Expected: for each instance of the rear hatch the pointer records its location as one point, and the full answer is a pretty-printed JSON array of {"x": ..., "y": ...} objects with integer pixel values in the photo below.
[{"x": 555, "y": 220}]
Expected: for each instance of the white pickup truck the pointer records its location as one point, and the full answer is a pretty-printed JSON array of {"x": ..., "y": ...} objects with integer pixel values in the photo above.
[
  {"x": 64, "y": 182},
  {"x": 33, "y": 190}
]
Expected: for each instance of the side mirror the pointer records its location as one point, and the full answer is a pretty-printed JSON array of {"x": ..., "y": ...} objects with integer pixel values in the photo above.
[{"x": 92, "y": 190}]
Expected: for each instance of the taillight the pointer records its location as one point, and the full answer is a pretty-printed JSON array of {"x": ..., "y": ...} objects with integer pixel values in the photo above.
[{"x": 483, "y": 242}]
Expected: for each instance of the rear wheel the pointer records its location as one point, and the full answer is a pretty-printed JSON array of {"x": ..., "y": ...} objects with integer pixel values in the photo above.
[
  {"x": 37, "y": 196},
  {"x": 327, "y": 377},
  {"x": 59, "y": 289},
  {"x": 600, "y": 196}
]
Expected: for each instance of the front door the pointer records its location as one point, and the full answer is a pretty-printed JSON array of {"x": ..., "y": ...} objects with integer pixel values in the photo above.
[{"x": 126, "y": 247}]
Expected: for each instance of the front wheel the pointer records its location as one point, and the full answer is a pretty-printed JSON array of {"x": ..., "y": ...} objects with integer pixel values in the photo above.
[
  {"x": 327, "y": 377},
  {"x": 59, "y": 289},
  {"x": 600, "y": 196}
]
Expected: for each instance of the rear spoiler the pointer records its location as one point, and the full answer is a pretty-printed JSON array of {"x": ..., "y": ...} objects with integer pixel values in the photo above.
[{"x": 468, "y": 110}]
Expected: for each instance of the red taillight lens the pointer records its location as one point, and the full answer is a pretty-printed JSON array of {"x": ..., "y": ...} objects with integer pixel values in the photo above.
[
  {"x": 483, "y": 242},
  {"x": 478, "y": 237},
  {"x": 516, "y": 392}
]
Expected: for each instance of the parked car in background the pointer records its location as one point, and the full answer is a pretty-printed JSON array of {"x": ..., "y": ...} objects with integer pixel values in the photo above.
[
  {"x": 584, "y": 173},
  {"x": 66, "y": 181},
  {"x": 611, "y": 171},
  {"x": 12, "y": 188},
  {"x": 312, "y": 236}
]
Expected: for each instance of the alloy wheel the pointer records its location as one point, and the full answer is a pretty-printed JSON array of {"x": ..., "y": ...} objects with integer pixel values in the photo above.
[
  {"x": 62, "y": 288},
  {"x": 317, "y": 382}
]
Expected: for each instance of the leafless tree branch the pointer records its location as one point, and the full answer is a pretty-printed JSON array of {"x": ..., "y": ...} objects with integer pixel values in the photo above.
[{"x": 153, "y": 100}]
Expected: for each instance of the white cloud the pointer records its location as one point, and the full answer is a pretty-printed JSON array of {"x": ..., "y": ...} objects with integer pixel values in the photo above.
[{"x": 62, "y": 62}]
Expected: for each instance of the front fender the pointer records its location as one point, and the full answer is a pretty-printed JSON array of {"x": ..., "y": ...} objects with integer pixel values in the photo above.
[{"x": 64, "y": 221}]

□ □ □ □

Work to complete –
Copy every record exactly, with nothing added or dropped.

Right answer –
Expected: for each instance of the rear hatch the pointer records its location as one point, and the full answer is a pretty-printed JSON array of {"x": ..., "y": ...} objects with integer pixel values in the photo below.
[{"x": 555, "y": 220}]
Expected: for each instance of the white pickup truck the pointer records its location as one point, and the full answer is a pretty-printed JSON array of {"x": ..., "y": ...} objects with integer pixel values in the photo above.
[
  {"x": 64, "y": 182},
  {"x": 33, "y": 190}
]
Expected: for each instance of the side mirror the pointer records its location as one point, and the full answer is a pretty-printed JSON array of {"x": ..., "y": ...} objects with integer pixel values in the photo above.
[{"x": 92, "y": 190}]
Expected: for each instance of the taillight the pointer records its location as one point, and the full answer is a pretty-printed JSON array of {"x": ..., "y": ...} objects with integer pixel values in the photo above.
[{"x": 483, "y": 242}]
Expected: for each instance of the rear wheel the pointer records its location as one point, and the full answer is a pretty-printed JSON array of {"x": ..., "y": ...} objects with integer pixel values in the photo above.
[
  {"x": 37, "y": 196},
  {"x": 327, "y": 377},
  {"x": 59, "y": 289},
  {"x": 600, "y": 196}
]
Expected: for each instance of the front door the pointer records its location as one point, and the full answer is a pretty-printed JSON array of {"x": ..., "y": ...} objects with integer pixel values in the photo above.
[{"x": 126, "y": 247}]
Expected: for each instance of the front wheel the pointer records its location as one point, and the full answer is a pretty-printed JSON array of {"x": ..., "y": ...} objects with integer pixel values in the photo above.
[
  {"x": 327, "y": 377},
  {"x": 59, "y": 289},
  {"x": 600, "y": 196}
]
Expected: for each instance of the rear spoiler the pointer records its location as one point, and the full answer is a pretty-printed JSON array of {"x": ..., "y": ...} objects with integer pixel values in the photo above.
[{"x": 468, "y": 110}]
Expected: for each instance of the red taillight lens the pointer records its location as one point, and the full answer is a pretty-printed JSON array of {"x": ..., "y": ...} objects with integer pixel values in the photo above.
[
  {"x": 483, "y": 242},
  {"x": 478, "y": 237},
  {"x": 516, "y": 392}
]
Expected: for each instance of the parked car in background the pointer records its location as one point, and the full answer is a pretty-printed JSON array of {"x": ..., "y": ...} objects with integer pixel values in the photo above.
[
  {"x": 584, "y": 173},
  {"x": 66, "y": 181},
  {"x": 611, "y": 171},
  {"x": 12, "y": 188},
  {"x": 312, "y": 236}
]
Expected: for each instance of the alloy wheel the pointer records its location as one point, and the full answer is a pretty-printed JSON array of {"x": ..., "y": ...} objects with integer pixel values in the photo above.
[
  {"x": 62, "y": 288},
  {"x": 317, "y": 382}
]
Expected: for each instance of the leafless tree branch the pointer records its location as one point, and the full answer is a pretty-printed JSON array of {"x": ..., "y": ...} objects with integer pixel values in the photo above.
[{"x": 153, "y": 100}]
Expected: for each instance of the white cloud the pointer records its location as one point, and the full answer is a pretty-printed JSON array of {"x": ..., "y": ...} objects with integer pixel values in the photo above.
[{"x": 62, "y": 62}]
Expected: for each instance of the front fender the pointer records its location as one point, and the full answer is a pretty-printed JSON array of {"x": ..., "y": ...} objects with integer pixel values in the photo above.
[{"x": 64, "y": 221}]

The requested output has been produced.